Point labeling data based on photos:
==*==

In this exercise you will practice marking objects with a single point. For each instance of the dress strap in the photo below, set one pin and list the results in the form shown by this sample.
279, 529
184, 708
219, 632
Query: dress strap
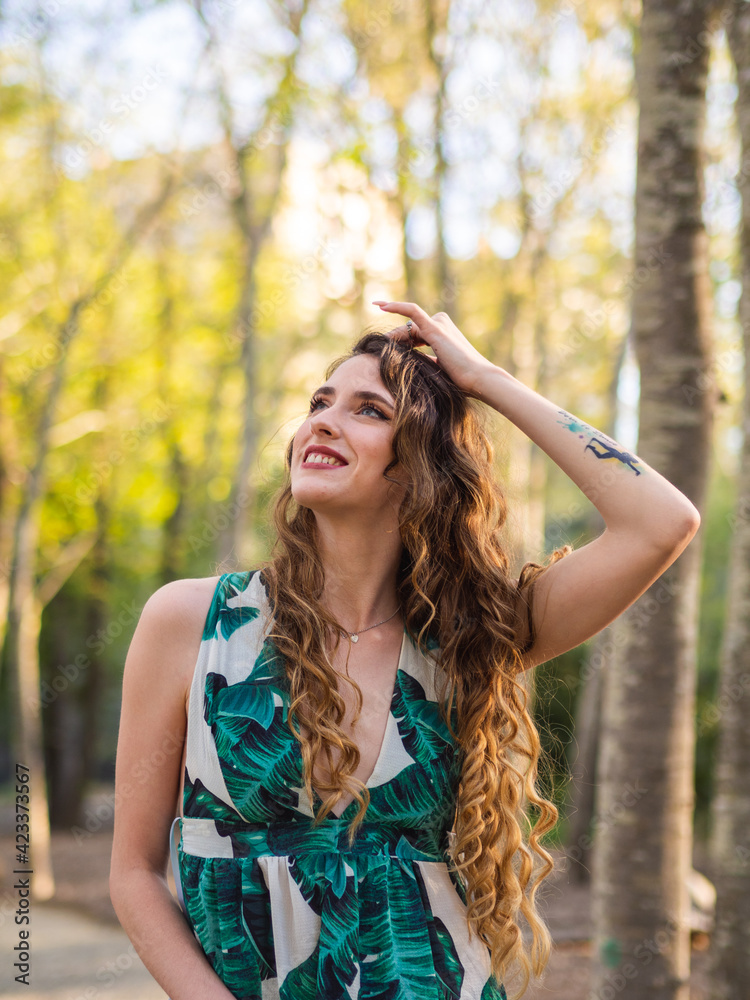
175, 864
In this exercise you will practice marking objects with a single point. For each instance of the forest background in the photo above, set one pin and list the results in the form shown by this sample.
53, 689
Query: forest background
199, 203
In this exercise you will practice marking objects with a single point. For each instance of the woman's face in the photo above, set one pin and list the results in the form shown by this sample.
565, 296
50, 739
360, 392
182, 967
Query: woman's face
352, 415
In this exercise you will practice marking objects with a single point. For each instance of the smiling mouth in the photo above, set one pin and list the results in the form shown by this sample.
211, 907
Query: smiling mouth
314, 459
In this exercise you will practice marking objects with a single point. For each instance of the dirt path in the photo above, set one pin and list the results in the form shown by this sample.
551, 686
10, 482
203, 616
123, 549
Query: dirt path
76, 957
79, 951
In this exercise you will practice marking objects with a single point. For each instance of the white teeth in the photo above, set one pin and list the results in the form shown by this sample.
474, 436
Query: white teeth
323, 459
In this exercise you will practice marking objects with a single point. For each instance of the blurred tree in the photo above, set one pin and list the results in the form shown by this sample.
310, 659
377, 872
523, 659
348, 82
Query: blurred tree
254, 199
643, 847
730, 845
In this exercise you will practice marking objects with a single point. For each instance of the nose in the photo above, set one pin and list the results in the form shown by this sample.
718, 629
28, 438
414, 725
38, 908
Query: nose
322, 422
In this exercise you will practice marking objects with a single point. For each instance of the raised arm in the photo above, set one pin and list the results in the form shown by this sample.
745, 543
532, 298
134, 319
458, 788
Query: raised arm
648, 521
156, 681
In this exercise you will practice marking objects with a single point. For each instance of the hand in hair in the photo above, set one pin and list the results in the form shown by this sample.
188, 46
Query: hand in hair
453, 352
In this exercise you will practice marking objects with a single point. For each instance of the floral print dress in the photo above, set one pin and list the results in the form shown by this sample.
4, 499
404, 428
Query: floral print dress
286, 910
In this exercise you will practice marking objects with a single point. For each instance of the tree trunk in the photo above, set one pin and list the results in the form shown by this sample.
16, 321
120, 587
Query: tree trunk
730, 847
26, 598
587, 742
253, 205
643, 847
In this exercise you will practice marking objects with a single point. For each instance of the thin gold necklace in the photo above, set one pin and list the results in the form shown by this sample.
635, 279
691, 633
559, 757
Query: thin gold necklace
354, 636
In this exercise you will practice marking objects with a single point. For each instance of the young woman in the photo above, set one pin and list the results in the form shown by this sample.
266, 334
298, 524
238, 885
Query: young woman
343, 731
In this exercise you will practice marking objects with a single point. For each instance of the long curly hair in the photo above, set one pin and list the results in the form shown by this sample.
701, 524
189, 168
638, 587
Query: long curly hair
454, 588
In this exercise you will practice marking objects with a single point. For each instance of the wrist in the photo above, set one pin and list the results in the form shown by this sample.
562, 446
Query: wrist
488, 381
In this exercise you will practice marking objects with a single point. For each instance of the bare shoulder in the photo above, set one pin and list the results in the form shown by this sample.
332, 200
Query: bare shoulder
182, 605
168, 635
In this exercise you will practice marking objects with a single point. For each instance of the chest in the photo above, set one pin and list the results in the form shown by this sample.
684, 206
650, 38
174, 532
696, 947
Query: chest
372, 666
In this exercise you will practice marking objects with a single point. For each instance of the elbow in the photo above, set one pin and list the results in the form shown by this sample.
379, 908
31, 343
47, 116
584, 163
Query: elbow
681, 527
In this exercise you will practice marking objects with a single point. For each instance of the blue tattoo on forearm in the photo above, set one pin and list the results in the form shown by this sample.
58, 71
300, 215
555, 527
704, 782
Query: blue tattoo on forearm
601, 445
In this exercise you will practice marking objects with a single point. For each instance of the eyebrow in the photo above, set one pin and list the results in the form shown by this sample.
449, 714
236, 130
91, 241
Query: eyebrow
329, 390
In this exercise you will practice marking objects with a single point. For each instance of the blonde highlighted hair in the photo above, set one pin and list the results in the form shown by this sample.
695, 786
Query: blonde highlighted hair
455, 592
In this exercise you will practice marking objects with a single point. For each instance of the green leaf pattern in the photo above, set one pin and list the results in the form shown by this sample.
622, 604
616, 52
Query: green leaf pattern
296, 912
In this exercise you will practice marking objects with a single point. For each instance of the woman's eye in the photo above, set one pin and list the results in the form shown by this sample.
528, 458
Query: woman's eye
315, 403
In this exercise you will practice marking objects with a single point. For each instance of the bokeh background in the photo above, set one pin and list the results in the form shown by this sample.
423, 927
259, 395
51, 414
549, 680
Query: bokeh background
198, 203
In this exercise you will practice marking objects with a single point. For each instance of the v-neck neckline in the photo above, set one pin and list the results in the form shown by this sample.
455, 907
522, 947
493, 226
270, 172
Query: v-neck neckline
384, 741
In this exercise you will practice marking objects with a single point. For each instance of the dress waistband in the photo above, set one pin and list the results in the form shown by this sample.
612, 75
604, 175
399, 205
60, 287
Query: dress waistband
208, 838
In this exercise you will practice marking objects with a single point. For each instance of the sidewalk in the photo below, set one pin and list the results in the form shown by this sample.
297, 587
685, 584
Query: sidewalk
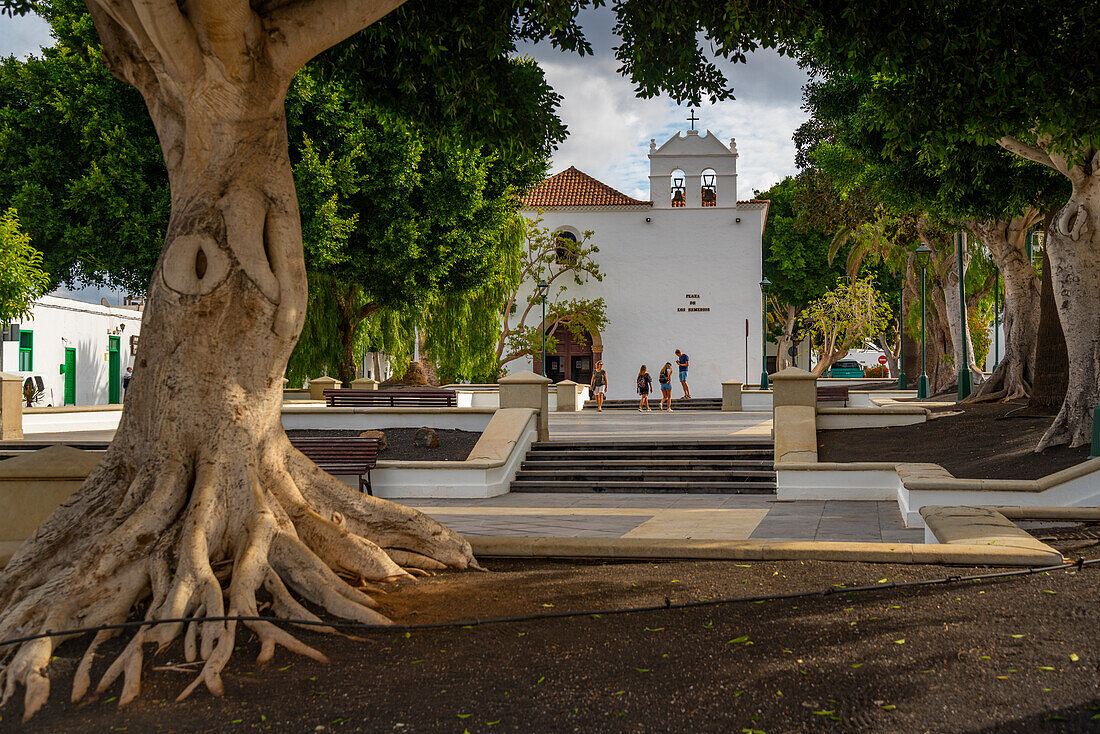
695, 516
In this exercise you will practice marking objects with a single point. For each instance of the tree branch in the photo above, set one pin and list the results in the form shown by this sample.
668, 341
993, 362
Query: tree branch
1030, 152
301, 30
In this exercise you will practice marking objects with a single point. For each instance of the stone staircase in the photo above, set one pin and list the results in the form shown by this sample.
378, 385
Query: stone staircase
657, 466
678, 404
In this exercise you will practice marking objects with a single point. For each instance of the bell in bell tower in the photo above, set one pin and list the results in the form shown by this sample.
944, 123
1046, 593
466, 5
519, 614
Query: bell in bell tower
693, 171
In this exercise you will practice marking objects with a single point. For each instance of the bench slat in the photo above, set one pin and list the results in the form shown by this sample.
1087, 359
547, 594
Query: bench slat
341, 456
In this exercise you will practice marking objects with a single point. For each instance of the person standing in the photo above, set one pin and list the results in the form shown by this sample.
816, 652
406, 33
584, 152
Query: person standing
597, 385
682, 361
645, 387
664, 380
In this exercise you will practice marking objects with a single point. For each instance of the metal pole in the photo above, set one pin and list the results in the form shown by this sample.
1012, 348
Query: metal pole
922, 382
763, 343
997, 318
966, 382
901, 333
542, 372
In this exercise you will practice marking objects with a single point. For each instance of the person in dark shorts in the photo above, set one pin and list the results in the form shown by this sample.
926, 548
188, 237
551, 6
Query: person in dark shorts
597, 385
645, 387
682, 362
664, 380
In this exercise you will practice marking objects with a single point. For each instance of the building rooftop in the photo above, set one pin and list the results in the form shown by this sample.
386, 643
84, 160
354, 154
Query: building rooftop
575, 188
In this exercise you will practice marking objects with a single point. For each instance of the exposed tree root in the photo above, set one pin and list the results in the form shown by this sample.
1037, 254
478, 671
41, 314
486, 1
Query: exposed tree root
204, 546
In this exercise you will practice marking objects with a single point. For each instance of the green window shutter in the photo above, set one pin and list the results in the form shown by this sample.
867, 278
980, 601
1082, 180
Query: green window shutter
25, 350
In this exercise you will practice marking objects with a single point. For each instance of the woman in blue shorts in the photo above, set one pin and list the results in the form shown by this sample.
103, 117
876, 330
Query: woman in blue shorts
666, 381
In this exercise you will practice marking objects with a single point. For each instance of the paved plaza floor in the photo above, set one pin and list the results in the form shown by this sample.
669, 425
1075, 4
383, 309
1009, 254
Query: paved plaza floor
625, 425
695, 516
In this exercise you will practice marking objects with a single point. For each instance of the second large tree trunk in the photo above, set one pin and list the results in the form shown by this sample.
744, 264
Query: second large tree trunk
200, 503
1014, 373
1074, 249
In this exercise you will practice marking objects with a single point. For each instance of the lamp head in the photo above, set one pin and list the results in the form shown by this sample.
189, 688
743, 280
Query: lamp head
922, 254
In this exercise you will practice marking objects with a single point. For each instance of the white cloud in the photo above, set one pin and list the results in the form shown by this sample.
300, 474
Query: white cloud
609, 127
23, 34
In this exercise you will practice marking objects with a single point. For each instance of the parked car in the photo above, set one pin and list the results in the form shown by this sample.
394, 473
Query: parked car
35, 393
846, 369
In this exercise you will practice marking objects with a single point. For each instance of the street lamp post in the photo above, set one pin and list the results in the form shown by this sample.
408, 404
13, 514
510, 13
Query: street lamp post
901, 331
966, 382
763, 335
997, 317
543, 286
922, 382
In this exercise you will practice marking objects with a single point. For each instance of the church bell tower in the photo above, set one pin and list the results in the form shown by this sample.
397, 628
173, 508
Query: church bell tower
693, 172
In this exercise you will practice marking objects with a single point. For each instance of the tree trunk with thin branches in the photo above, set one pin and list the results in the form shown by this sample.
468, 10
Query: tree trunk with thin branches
1008, 243
1073, 244
201, 504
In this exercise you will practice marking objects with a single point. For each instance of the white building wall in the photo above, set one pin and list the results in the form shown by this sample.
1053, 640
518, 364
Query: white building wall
62, 322
649, 270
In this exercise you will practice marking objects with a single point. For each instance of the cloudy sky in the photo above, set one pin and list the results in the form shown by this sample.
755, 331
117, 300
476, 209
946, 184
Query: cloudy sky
609, 128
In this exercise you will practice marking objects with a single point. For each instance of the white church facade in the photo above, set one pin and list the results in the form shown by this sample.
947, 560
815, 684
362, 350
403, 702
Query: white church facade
681, 271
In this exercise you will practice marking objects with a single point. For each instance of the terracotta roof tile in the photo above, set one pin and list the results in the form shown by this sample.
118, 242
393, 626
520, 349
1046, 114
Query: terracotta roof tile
574, 188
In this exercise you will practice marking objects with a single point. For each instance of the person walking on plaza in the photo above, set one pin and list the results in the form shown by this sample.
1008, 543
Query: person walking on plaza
664, 380
597, 385
682, 361
645, 387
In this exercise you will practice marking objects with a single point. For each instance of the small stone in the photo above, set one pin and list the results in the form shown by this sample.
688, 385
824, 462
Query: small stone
376, 435
426, 438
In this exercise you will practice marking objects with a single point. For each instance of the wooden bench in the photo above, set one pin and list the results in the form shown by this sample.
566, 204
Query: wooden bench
833, 394
342, 456
392, 398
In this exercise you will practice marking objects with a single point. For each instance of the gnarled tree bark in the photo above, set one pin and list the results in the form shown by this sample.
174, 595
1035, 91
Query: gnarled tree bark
1073, 244
1007, 241
201, 502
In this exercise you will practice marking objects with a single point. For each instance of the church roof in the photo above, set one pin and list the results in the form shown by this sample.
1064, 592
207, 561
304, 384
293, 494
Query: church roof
575, 188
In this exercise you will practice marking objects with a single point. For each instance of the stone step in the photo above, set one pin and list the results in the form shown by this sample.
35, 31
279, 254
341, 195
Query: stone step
652, 473
693, 464
716, 442
652, 455
678, 404
646, 488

==*==

Problem description: Rewrite the items from the line containing "of the small" through the end of the items, inclusive, swapping "set one pin" for "place one dot" and leaving everything else as is.

Reply:
In this exercise you will practice marking objects with a single point. For each instance of the small stone in the photo above, place one dot and list the results in the form shown by this sample.
688, 385
824, 462
Query: small stone
376, 435
426, 438
In this exercise you will practice marking objects with a single point. For each instance of the wooden bench in the photo above, place one dot and list the results in the form shown by this sample.
566, 204
Query: wooden bench
833, 394
342, 456
392, 398
In this exercise you will practice marking objects with a single point. For each instance of the gnarled tree bark in the photo above, place one dot and list the results in the form shown by this sample.
174, 595
1035, 91
Query: gnarled tree bark
1073, 244
1007, 241
201, 502
In this exercise you will practice marking objects with a single point. For each instance of the church roof in the photo above, place one dot and list the results in the form shown by this sample.
1064, 592
207, 561
304, 384
293, 494
Query: church roof
575, 188
In this exercise you will practice marking objects with a single point. For each instance of the stone step in the photo above, place one dot and list the results in the form shown by this sample.
35, 31
279, 254
341, 195
Query: stone step
652, 473
693, 464
716, 442
652, 455
678, 404
646, 488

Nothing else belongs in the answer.